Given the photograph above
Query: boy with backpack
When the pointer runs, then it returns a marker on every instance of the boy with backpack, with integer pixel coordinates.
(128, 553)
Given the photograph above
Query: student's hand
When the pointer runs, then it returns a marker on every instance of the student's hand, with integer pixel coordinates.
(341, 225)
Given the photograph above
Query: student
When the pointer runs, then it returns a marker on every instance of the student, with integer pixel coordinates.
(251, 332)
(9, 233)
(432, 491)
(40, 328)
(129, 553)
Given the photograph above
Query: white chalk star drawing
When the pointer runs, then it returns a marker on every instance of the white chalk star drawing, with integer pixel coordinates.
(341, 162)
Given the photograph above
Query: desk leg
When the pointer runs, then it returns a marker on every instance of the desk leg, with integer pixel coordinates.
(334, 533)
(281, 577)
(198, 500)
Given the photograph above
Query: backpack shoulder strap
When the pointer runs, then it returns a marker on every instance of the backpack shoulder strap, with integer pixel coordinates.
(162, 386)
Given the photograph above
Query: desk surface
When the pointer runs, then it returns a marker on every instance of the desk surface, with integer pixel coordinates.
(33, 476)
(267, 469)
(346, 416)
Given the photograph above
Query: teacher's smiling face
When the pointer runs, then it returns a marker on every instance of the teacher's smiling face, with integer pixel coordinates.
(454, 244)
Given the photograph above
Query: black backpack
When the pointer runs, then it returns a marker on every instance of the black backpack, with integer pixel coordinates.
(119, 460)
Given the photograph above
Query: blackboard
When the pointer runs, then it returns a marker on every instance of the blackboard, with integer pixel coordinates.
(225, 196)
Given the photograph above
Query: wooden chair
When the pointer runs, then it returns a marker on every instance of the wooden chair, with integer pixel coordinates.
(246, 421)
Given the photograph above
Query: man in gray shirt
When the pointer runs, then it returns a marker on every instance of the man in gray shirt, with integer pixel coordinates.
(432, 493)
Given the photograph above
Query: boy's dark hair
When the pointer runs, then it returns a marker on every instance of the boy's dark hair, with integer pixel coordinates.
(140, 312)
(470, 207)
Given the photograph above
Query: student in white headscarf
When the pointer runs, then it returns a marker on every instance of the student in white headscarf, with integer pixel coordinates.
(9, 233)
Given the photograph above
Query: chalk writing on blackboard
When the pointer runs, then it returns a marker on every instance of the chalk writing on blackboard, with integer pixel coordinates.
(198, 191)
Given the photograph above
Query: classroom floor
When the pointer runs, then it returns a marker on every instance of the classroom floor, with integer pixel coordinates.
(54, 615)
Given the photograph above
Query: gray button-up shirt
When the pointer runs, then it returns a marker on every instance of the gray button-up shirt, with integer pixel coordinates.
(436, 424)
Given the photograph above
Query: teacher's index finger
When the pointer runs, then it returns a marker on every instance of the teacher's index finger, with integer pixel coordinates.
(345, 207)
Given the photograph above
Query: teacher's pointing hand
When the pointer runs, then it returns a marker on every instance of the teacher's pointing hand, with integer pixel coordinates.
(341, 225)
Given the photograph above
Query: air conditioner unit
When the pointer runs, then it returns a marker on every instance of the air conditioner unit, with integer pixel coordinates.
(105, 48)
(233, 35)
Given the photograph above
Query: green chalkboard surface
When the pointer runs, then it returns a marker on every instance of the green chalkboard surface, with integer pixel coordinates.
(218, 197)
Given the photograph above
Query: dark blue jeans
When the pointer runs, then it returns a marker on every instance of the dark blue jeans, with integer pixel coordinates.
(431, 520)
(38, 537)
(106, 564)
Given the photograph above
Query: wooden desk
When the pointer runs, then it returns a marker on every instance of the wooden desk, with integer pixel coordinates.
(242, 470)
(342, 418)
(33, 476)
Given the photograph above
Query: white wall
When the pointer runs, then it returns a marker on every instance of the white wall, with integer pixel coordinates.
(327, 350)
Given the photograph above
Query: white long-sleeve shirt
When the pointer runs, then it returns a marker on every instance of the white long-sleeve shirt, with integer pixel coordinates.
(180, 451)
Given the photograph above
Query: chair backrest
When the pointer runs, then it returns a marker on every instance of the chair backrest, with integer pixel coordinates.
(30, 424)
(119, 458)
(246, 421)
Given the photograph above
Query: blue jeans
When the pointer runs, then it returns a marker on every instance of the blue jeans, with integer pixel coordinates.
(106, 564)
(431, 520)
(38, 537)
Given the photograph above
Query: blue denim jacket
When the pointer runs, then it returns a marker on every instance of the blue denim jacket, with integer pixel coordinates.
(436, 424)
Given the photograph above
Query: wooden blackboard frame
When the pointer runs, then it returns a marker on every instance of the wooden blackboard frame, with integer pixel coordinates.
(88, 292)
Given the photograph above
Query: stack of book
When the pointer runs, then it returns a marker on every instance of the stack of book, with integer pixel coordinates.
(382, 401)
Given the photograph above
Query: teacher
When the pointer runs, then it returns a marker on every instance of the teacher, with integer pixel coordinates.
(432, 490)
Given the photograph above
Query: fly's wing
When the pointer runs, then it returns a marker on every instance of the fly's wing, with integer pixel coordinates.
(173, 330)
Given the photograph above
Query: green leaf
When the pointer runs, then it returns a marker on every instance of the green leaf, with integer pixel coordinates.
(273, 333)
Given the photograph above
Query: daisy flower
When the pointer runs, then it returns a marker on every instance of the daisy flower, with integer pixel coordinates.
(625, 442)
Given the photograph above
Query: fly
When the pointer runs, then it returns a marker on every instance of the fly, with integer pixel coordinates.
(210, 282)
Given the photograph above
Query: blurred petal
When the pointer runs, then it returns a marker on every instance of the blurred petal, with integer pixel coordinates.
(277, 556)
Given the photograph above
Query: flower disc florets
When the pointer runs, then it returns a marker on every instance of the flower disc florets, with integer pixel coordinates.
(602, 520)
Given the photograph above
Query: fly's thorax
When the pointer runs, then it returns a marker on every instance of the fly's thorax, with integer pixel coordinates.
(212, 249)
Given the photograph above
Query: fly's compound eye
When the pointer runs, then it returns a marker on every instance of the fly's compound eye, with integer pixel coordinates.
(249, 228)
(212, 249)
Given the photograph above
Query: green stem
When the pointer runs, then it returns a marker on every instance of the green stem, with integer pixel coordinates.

• • • • •

◆ Given request: Copy out all of the records shown above exactly.

◆ The completed task:
Given the photograph above
Query: boy with backpack
When the pointer runs, then it returns a marker on every instance of the boy with backpack, with integer pixel coordinates.
(128, 553)
Given the photograph above
Query: student's hand
When the pointer runs, then it returns a marker on every instance of the student's hand, with integer pixel coordinates.
(341, 225)
Given the photograph above
Query: student
When the pointer runs, then it returns a marker on every instance of the student, with integer pixel coordinates.
(251, 332)
(9, 233)
(432, 491)
(40, 328)
(129, 553)
Given the photograph above
Query: white chalk star drawing
When the pointer runs, then it returns a marker on every instance of the white chalk star drawing, with integer pixel coordinates.
(341, 162)
Given the photograph above
Query: desk leg
When the pointer runs, then it returns a marker on every instance of the desk leg, with integer pixel coordinates.
(334, 533)
(281, 577)
(198, 500)
Given the photograph above
Query: backpack shoulder strap
When the pointer runs, then it returns a marker on every instance of the backpack shoulder strap, with integer pixel coordinates.
(162, 386)
Given the photograph above
Query: desk surface
When the pointer runs, then it returns a marker on every instance of the desk surface, with integer pixel coordinates.
(33, 476)
(267, 469)
(346, 416)
Given the photograph above
Query: teacher's smiling face
When the pointer runs, then it returns a marker on every instance of the teacher's smiling face, with integer pixel coordinates.
(454, 244)
Given the photograph above
Query: black backpack
When the pointer runs, then it returns a marker on every instance of the black backpack, with integer pixel coordinates.
(119, 460)
Given the photograph above
Query: blackboard
When the pointer runs, then it returns a marker on every instance of the blackboard, with integer pixel coordinates.
(225, 196)
Given the photograph above
Query: wooden chair
When the pointer runs, then it returns a marker on every instance of the wooden chair, with integer pixel coordinates.
(246, 421)
Given the photograph above
Query: man in gray shirt
When the pointer runs, then it returns a marker on every instance of the man in gray shirt, with integer pixel coordinates.
(432, 493)
Given the photograph above
Query: boy's dark hair
When the pointer runs, then it returns a marker on every instance of the boy's dark hair, with integer pixel coordinates.
(140, 312)
(470, 207)
Given the photograph above
Query: student in white headscarf
When the pointer runs, then it returns a marker on every instance of the student in white headscarf, with integer pixel coordinates.
(9, 233)
Given the photograph above
Query: chalk writing on blackboard
When the pointer runs, then it returns a marker on every instance of the chalk writing on blackboard, with integer pixel coordinates.
(198, 191)
Given the photograph above
Query: classroom floor
When the pointer runs, then it returns a marker on every instance of the classroom floor, with integer pixel coordinates.
(54, 615)
Given the photograph above
Query: gray button-up shirt
When the pointer runs, then it returns a marker on every instance of the gray button-up shirt, with integer pixel coordinates.
(436, 424)
Given the photograph above
Query: teacher's index finger
When the pointer runs, then it returns a marker on every instance of the teacher's index finger, with integer pixel coordinates.
(345, 207)
Given the photograph above
Query: teacher's pointing hand
When the pointer runs, then it returns a marker on every instance of the teacher's pointing hand, with integer pixel coordinates.
(341, 225)
Given the photograph above
Query: air conditioner unit
When the pointer runs, then it returns a marker on every instance of the air conditioner unit, with integer pixel coordinates.
(105, 48)
(233, 35)
Given the photograph above
Query: green chalkboard surface
When the pointer runs, then it returns a marker on every instance of the green chalkboard surface, with integer pixel coordinates.
(218, 197)
Given the photograph above
Query: dark blue jeans
When the pointer runs, then it returns a marker on every instance of the dark blue jeans, with integer pixel coordinates.
(431, 520)
(38, 537)
(106, 564)
Given the photograph above
Query: wooden desk
When the pointer runs, then it returns a marker on every instance of the wooden desk, with integer pixel coordinates.
(242, 470)
(342, 418)
(33, 476)
Given the photograph above
Query: white wall
When the pointer runs, then it returns a marker on every instance of the white wall, with integer pixel coordinates.
(327, 350)
Given the photograph above
Query: white long-sleeve shirt
When the pointer runs, then it returns a marker on every instance of the white long-sleeve shirt, with integer pixel coordinates.
(180, 451)
Given the photograph above
Query: chair backrest
When the pointer runs, then it returns a marker on every instance of the chair backrest, with integer pixel coordinates.
(30, 424)
(119, 458)
(246, 421)
Given the photograph above
Query: blue jeans
When the pointer runs, then it returns a marker on every instance of the blue jeans, with integer pixel coordinates.
(106, 564)
(431, 520)
(38, 537)
Given the photograph above
Query: blue denim jacket
When the pointer runs, then it returns a marker on every instance of the blue denim jacket, with integer pixel coordinates.
(436, 424)
Given the photograph above
Query: wooden blackboard frame
When the pointer runs, then it returns a marker on every instance of the wooden blackboard frame, with integer pixel coordinates.
(88, 292)
Given the photograph above
Query: stack of book
When the pointer runs, then it returns a marker on every instance of the stack of book, with integer pixel coordinates.
(382, 401)
Given the photograph above
Query: teacher
When the pointer runs, then it returns a marker on every instance of the teacher, with integer pixel coordinates.
(432, 490)
Given the photograph above
Query: fly's wing
When the pointer runs, then it returns a marker on every instance of the fly's wing, with integer pixel coordinates.
(173, 330)
Given the photograph above
Query: green leaf
When the pointer runs, then it returns a marker on every instance of the green leaf, with integer pixel coordinates.
(273, 333)
Given the photograph above
Query: daisy flower
When the pointer runs, then it returns a marker on every instance of the daisy flower, with integer pixel coordinates.
(625, 442)
Given the photograph above
Query: fly
When the pointer runs, then it returns a marker on every instance of the fly, with integer pixel coordinates.
(210, 282)
Given the photograph above
Query: blurred petal
When the pointer runs, then it returns a marker on every instance of the blurred petal, with integer pixel coordinates.
(277, 556)
Given the photograph above
Query: flower disc florets
When the pointer runs, then it returns a marker on every instance of the flower disc florets, with integer pixel coordinates.
(602, 520)
Given the photograph above
Query: fly's thorax
When the pointer runs, then it returns a marker on every instance of the fly's thorax, with integer pixel coordinates.
(212, 249)
Given the photograph above
Query: fly's compound eye
When the pointer runs, then it returns a marker on every instance of the fly's compound eye, with integer pixel coordinates.
(249, 228)
(212, 249)
Given the photograph above
Query: green stem
When the pointer runs, then it returns a marker on every instance of the green stem, with integer pixel coordinates.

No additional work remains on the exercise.